### TASKS TO COMPLETE
**A)** Decide whether each statement agrees with the text on the environmental impacts of crops below. Answer yes or no for each, and quote the deciding words of the text exactly. (i) Alfalfa caused the least environmental damage of the crops studied. (ii) Resources were the second most affected category after human health. (iii) Barley's damage to the human health category was about 80% higher than alfalfa's.
**B)** Go on with the text on the environmental impacts of crops below, starting after its last sentence.

Materials and Methods
Impact analysis of crops on human health, ecosystems and resources was carried out using SimaPro vr 9.5.0. Method used for comparison was ReCiPe 2016 endpoint (H) V1.08/world (2010) H/A/characterization. The environmental damage data of plants was calculated based on the production of one kg of plants.
 
Results and Discussion
The studied crops (corn, alfalfa, rye, wheat, barley, rapeseed, and chickpea) influenced 22 impact categories across ecosystems, human health, and environmental resources. With the exception of rye's water consumption and terrestrial ecosystem impacts, all crops demonstrated negative environmental effects, indicating detrimental consequences for ecological health categories. Notably, rye exhibited positive environmental effects regarding water use and terrestrial ecosystems. The results showed that wheat and rye caused the most environmental damage in all three environmental categories (human health, ecosystems, and resources). While the least environmental damage belonged to alfalfa. The percentage of damage that wheat and rye cultivation inflicted on the human health category was obtained as 83% and 80% higher than alfalfa, respectively. After wheat and rye, the most damage to this category belonged to barley, which was about 60% higher than alfalfa. The results showed that all studied crops (corn, alfalfa, rye, wheat, barley, rapeseed, and chickpea) had their greatest environmental impact on human health, as the majority of environmental effects across all crops were associated with the human health category. Following human health, ecosystems were the second most affected category. The crops' impact on the resources category was negligible. Therefore, it can be concluded that when evaluating the environmental effects of these crops for soybean rotation systems, particular attention should be paid to their impacts on human health. Based on these findings, wheat and rye showed the most negative environmental impacts and are therefore not recommended for soybean rotation systems from an environmental perspective. In contrast, alfalfa and rapeseed, which demonstrated fewer negative environmental effects, can be utilized in rotation with soybeans. This approach would allow for both satisfactory grain yield and significant prevention of environmental degradation. However, considering wheat's economic importance and its crucial role in global food security, economic factors must be incorporated into final decision-making. Additional research is needed to determine whether wheat's environmental impacts in soybean rotation systems outweigh its economic benefits and the costs required to mitigate its negative environmental effects.

### DATASET ENTRIES
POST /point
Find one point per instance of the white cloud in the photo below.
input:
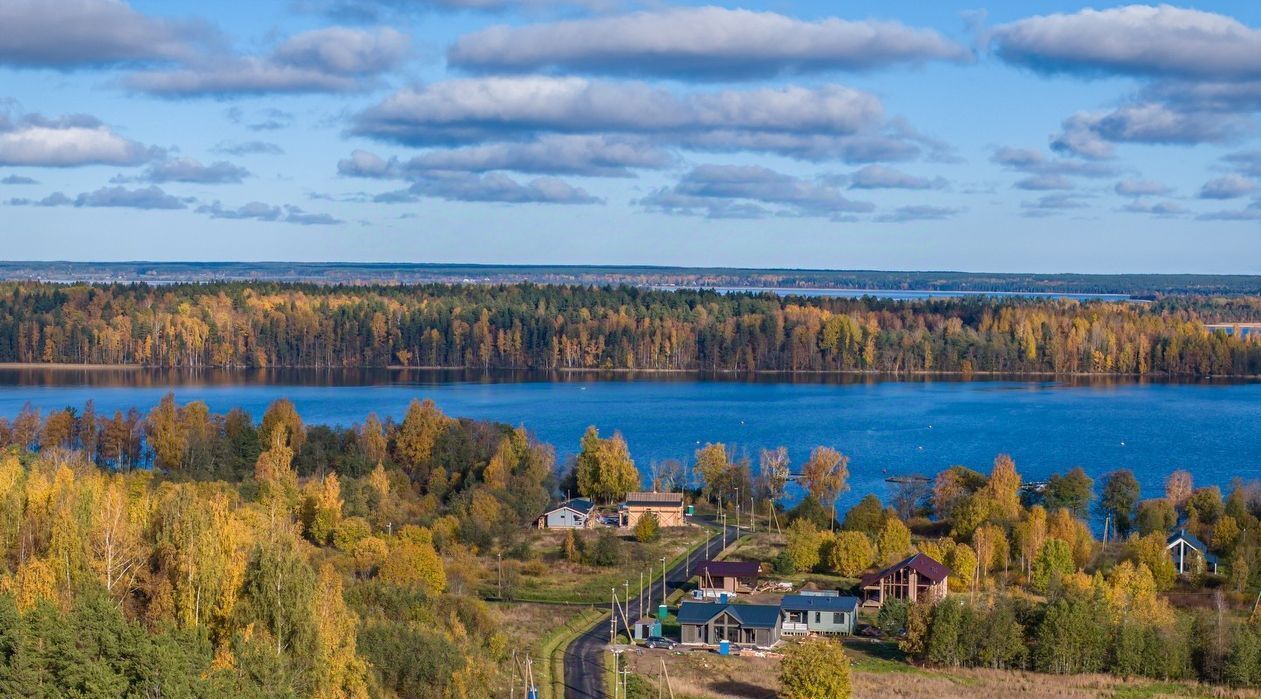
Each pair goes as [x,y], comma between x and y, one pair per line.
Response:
[701,42]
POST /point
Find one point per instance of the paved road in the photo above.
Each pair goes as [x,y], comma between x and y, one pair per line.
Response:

### EXERCISE RESPONSES
**A)**
(i) Yes: "While the least environmental damage belonged to alfalfa."
(ii) No: "Following human health, ecosystems were the second most affected category."
(iii) No: "the most damage to this category belonged to barley, which was about 60% higher than alfalfa."

**B)**
 
 
Conclusion
According to the findings of this research, among the crops proposed for rotation with soybeans, wheat and rye had the most negative impact on all three environmental categories: natural resources, ecosystems, and human health. In contrast, alfalfa production showed the lowest environmental impact. Based on the environmental effects of the evaluated crops, alfalfa and rapeseed are recommended as the most suitable options for rotation with soybeans to increase grain yield of soybean and reducing negative impacts of environment.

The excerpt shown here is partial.